# [DOCUMENT TEXT]
####

Parkinson’s disease (PD) is characterized by the loss of dopaminergic neurons in the substantia nigra, resulting in neuromuscular dysfunction such as bradykinesia, muscular rigidity and rest tremors. Previous studies have shown that neuroinflammation may be a primary cause of PD-related pathogenesis and the degeneration and loss of dopaminergic neurons. Proinflammatory cytokines such as tumor necrosis factor α (TNF-α) and IL-1β are upregulated in the cerebrospinal fluid and blood of PD patients . Moreover, activated microglia release proinflammatory cytokines that lead to neuronal death, in turn, dopaminergic neurons loss exacerbates neuroinflammation. This vicious cycle is closely associated with the pathological process of PD. The NLRP3 inflammation complex activates the innate immune response and causes cell pyroptosis [2, 3]. Recent studies demonstrated that NLRP3 inflammasome is involved in neurodegenerative diseases and NLRP3 deficiency plays a protective role in animal models of Alzheimer’s disease (AD) and PD [4, 5]. Although the mechanisms of NLRP3 inflammasome in diverse inflammatory diseases have been extensively investigated, its regulatory networks in microglia are unclear.

####

# [DATA SHOWN]

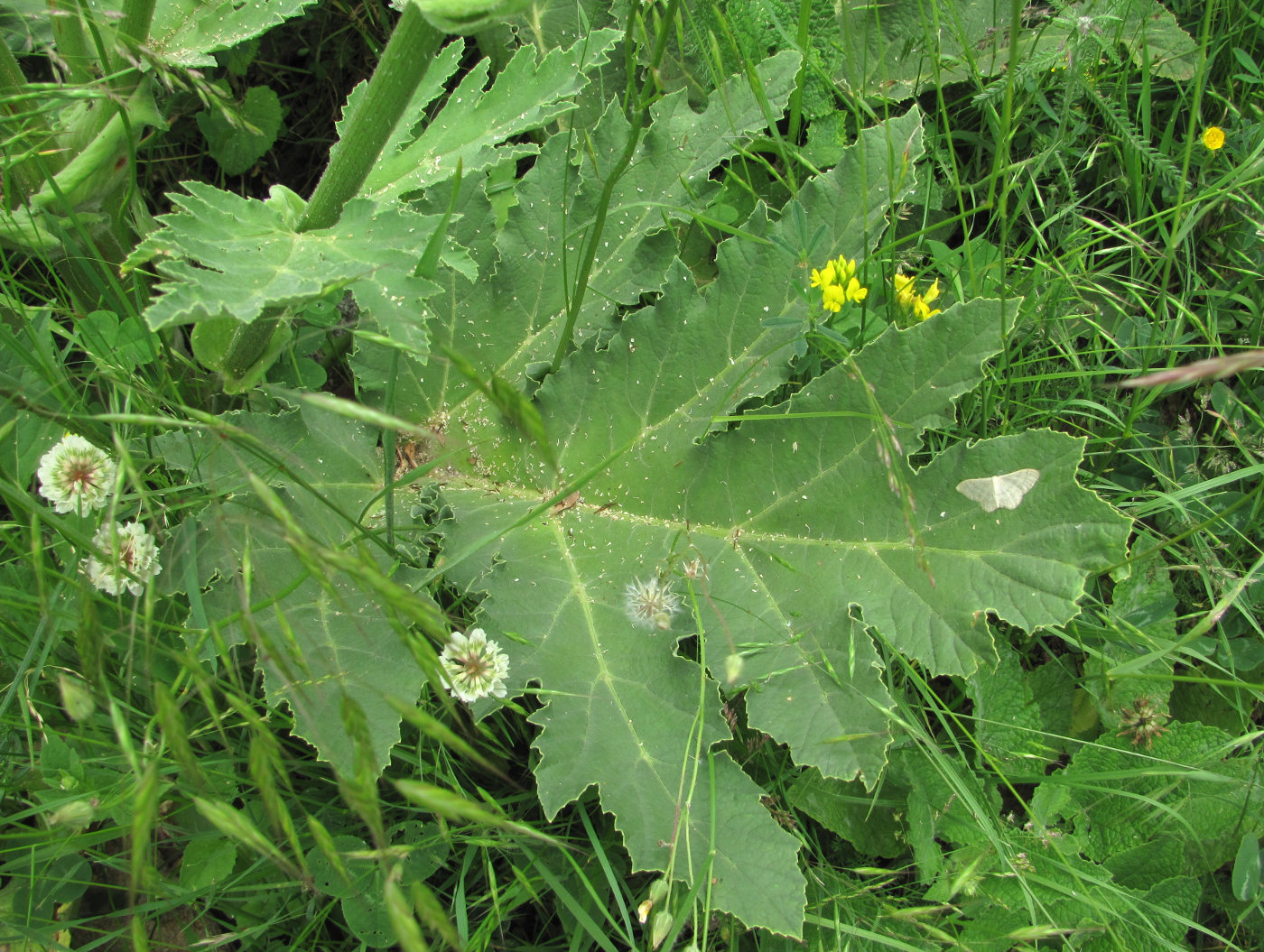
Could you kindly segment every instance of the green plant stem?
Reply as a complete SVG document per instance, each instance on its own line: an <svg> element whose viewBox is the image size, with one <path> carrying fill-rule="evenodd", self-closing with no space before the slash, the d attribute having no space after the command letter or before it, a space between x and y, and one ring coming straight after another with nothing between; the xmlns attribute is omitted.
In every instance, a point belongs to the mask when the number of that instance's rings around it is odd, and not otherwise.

####

# [INSTRUCTIONS FOR THE TASK]
Please duplicate the entire passage on Parkinson's disease and neuroinflammation word for word. Work from the text alone.

# [EXERCISE ANSWER]
Parkinson’s disease (PD) is characterized by the loss of dopaminergic neurons in the substantia nigra, resulting in neuromuscular dysfunction such as bradykinesia, muscular rigidity and rest tremors. Previous studies have shown that neuroinflammation may be a primary cause of PD-related pathogenesis and the degeneration and loss of dopaminergic neurons. Proinflammatory cytokines such as tumor necrosis factor α (TNF-α) and IL-1β are upregulated in the cerebrospinal fluid and blood of PD patients . Moreover, activated microglia release proinflammatory cytokines that lead to neuronal death, in turn, dopaminergic neurons loss exacerbates neuroinflammation. This vicious cycle is closely associated with the pathological process of PD. The NLRP3 inflammation complex activates the innate immune response and causes cell pyroptosis [2, 3]. Recent studies demonstrated that NLRP3 inflammasome is involved in neurodegenerative diseases and NLRP3 deficiency plays a protective role in animal models of Alzheimer’s disease (AD) and PD [4, 5]. Although the mechanisms of NLRP3 inflammasome in diverse inflammatory diseases have been extensively investigated, its regulatory networks in microglia are unclear.